▶ [What is being asked]: In the article below about Fox News's coverage of Hillary Clinton leaving the 9/11 ceremony, reproduce word for word the passage that opens with the words containing "Ultimately, Stelter affirmed" and closes with "a live broadcast.".
***** Text excerpt
The above Fox News clip shows the network’s early break-in coverage of the moments when Hillary Clinton abruptly left a Ground Zero ceremony on the fifteenth anniversary of the 9/11 attacks. Her official campaign statement later revealed how, after about 90 minutes of the event, she reportedly felt “overheated” and was whisked away to her daughter’s apartment. A short while later, Clinton emerged with smiles and waves, but earlier footage of Clinton struggling and almost being lifted into her vehicle is raising eyebrows everywhere. Something was amiss, and it wasn’t good, but what?
What could have been a straightforward story was muddled by early rumors on the internet. Also a factor? A lack of communication by Clinton’s campaign as events unfolded. Only much later did her spokesman provide a statement. Meanwhile, the Alt-Right movement — which Clinton has slammed on many occasions — fueled the story and seized upon Fox News’ reporting of the incident when confirmation was sketchy. They described the event as “what appeared to be a medical episode” and told viewers that Clinton had “appeared to faint” and was taken “presumably to a hospital.” Although Fox News prefaced that statement with a “presumably,” there’s the reality that Clinton never went to the hospital this morning.
CNN’s Brian Stelter explained his network’s waiting game in the below clip. He led a panel of guests, all of whom slammed Fox News for what they deemed to be irresponsible coverage. Most prominently, the Baltimore Sun‘s David Zurawik denounced Fox News’ quick characterization of the event as a “medical episode.” Indeed, that term immediately started trending on social media following the Fox News report. Zurawik described his reaction to hearing the term used by a mainstream outlet like Fox News:
“When I found out about this and it was only Fox reporting it, and it looked like it was one source then it was a little fuzzy about the second source, but I thought, ‘Wow, they better be right about this. If they’re wrong, this is awful. On something like this, you wait until you have at least two sources you’re comfortable with. I was surprised to see anyone reporting this without confirmation”
Ultimately, Stelter affirmed that Clinton’s overheating episode could have an effect on her campaign’s success in the general election. However, he stressed that there is a difference between conspiracy theories and reporting on the facts of the case. Over the next few days, this story shall continue, but it’s certainly notable that CNN took one of their main competitors to task during a live broadcast.
**********
***** Records shown
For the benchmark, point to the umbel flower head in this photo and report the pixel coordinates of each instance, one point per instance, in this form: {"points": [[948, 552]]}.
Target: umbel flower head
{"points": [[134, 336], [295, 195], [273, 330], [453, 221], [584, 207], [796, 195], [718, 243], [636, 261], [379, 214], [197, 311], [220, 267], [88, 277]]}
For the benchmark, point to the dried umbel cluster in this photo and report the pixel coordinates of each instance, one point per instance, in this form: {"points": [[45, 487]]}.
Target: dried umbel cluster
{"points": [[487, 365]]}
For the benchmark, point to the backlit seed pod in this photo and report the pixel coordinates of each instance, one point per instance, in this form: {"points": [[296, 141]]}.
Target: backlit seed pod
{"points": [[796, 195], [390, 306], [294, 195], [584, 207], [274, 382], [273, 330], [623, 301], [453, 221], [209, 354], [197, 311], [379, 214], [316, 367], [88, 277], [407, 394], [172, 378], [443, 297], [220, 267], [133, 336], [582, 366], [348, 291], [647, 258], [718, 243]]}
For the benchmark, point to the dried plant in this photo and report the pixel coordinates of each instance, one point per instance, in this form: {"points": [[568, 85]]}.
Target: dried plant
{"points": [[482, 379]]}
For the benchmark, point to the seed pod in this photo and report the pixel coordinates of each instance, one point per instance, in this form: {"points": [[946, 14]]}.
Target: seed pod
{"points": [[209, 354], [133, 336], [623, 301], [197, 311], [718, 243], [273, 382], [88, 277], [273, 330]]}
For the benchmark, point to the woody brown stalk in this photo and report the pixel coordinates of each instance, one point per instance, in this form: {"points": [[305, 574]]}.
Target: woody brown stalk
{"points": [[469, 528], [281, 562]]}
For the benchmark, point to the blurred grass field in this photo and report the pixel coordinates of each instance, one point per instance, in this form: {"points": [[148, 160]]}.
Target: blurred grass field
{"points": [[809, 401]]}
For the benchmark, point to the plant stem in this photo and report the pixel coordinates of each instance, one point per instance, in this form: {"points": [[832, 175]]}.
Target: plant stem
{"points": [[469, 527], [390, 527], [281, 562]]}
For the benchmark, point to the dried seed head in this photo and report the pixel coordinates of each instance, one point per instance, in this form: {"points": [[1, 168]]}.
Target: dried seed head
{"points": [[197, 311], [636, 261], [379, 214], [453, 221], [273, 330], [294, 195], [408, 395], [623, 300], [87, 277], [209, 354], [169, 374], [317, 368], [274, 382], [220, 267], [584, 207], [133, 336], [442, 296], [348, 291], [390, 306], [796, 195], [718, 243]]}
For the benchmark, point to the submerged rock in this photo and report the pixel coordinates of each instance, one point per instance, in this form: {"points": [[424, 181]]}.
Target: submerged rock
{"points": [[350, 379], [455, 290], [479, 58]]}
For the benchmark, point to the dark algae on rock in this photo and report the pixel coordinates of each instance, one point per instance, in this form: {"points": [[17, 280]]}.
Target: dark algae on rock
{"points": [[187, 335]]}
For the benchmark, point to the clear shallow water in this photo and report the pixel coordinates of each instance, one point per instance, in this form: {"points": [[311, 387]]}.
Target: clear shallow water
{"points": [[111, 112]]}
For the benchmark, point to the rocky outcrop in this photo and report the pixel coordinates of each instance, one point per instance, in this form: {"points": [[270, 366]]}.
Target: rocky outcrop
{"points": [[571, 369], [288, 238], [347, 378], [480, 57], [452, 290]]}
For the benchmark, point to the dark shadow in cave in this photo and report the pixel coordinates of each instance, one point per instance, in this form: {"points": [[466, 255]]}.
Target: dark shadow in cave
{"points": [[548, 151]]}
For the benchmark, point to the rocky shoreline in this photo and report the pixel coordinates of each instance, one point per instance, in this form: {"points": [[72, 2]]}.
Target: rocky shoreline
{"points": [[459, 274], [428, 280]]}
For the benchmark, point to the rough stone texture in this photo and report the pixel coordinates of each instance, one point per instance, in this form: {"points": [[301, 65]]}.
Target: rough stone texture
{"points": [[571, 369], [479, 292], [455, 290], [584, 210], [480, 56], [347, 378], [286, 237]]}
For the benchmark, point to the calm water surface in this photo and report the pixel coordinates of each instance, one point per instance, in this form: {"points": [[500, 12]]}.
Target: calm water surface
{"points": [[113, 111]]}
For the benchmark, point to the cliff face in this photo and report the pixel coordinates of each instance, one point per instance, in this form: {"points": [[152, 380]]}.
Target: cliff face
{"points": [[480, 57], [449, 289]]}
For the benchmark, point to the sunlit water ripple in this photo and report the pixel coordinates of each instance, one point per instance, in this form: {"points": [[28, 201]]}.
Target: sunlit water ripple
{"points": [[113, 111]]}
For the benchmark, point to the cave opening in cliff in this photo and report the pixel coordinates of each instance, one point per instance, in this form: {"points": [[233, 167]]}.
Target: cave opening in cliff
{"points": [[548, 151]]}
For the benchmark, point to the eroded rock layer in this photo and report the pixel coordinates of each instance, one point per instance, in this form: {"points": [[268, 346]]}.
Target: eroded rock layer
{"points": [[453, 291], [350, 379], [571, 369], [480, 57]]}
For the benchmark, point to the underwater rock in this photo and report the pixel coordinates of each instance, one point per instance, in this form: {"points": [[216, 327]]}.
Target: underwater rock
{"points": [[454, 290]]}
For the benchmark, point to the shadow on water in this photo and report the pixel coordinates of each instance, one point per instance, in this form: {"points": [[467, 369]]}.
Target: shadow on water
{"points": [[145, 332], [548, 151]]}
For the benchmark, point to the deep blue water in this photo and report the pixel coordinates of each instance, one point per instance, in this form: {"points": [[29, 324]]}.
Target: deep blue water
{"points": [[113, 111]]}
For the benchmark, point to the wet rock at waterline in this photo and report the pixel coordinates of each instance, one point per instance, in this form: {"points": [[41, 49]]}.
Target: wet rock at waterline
**********
▶ [Exercise output]:
Ultimately, Stelter affirmed that Clinton’s overheating episode could have an effect on her campaign’s success in the general election. However, he stressed that there is a difference between conspiracy theories and reporting on the facts of the case. Over the next few days, this story shall continue, but it’s certainly notable that CNN took one of their main competitors to task during a live broadcast.